** START DATASET CONTENT **

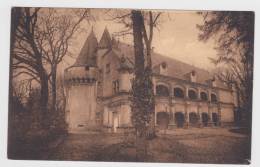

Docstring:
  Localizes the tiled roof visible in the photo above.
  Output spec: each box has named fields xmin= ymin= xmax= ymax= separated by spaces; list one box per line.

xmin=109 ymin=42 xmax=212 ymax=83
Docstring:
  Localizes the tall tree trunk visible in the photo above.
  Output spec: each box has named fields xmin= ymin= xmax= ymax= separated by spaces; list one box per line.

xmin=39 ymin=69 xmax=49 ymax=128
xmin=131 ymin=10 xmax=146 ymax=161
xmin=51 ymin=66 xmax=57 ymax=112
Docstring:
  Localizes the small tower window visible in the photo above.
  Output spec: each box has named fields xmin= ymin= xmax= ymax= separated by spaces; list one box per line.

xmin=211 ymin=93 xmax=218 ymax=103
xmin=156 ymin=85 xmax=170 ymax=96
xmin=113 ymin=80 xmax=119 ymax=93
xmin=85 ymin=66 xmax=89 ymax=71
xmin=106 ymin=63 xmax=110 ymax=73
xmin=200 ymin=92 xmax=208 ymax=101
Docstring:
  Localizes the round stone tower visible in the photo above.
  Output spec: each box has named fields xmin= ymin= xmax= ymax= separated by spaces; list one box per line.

** END DATASET CONTENT **
** START DATASET CONTENT **

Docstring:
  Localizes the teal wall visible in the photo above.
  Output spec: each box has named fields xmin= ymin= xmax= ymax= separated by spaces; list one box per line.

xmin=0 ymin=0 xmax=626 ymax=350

** END DATASET CONTENT **

Count the lines in the items that contain the word "above" with matching case, and reply with only the number.

5